- _DOCUMENT TEXT_:
Shlomi, in order that you will not kill me, I've uploaded the presentation I
gave:
http://www.slideshare.net/ik5/ruby-for-perl-developers

Ido
LINESIP - Opening the source for communication
http://www.linesip.com
http://www.linesip.co.il




On Fri, Apr 1, 2011 at 22:08, Shlomi Fish <[email protected]> wrote:

> Hi all,
>
> here are my impressions and thoughts from the last Tel Aviv Perl Mongers in
> no
> particular order:
>
> 1. Miss Ferret's presentation about Typography was captivating, fun, and
> funny, but I kinda felt that I had already known most of what she said
> there
> already by intuition. However, now I know that I was right. :-) I'm looking
> forward for her future talks, if there will be.

- _PROBLEM_:
Reproduce word for word everything in the email above from "On Fri, Apr" down to "there will be.".

[Entries from a dataset]
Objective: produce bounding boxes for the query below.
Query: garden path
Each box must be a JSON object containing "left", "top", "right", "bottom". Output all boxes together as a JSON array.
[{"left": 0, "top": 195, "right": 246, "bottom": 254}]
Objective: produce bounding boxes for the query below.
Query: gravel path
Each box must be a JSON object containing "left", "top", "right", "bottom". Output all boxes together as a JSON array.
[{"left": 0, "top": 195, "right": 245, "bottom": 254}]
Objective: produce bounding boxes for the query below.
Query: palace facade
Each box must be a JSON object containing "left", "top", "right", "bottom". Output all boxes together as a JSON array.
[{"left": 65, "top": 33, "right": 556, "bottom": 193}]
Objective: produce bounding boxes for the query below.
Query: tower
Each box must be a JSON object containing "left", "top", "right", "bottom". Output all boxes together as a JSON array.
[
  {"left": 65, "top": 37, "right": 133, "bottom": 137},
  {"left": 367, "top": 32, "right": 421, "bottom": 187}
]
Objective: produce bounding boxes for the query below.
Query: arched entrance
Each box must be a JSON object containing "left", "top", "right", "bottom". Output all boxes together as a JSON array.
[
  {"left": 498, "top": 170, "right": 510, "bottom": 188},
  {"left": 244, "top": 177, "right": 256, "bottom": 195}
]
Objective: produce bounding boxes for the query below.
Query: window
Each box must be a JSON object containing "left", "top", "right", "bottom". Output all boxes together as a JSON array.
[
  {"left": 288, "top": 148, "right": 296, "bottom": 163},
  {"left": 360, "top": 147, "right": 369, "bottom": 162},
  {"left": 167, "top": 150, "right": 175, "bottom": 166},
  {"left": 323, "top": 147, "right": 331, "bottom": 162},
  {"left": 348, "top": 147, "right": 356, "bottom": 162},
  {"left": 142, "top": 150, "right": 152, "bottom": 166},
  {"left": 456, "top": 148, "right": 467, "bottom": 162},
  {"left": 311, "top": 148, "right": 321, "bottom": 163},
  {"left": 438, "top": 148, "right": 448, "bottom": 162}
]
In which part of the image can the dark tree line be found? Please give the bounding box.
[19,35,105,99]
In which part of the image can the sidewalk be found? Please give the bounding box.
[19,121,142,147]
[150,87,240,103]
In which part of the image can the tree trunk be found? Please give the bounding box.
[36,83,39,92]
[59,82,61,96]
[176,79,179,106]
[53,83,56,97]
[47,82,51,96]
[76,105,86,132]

- _TASK ANSWER_:
On Fri, Apr 1, 2011 at 22:08, Shlomi Fish <[email protected]> wrote:

> Hi all,
>
> here are my impressions and thoughts from the last Tel Aviv Perl Mongers in
> no
> particular order:
>
> 1. Miss Ferret's presentation about Typography was captivating, fun, and
> funny, but I kinda felt that I had already known most of what she said
> there
> already by intuition. However, now I know that I was right. :-) I'm looking
> forward for her future talks, if there will be.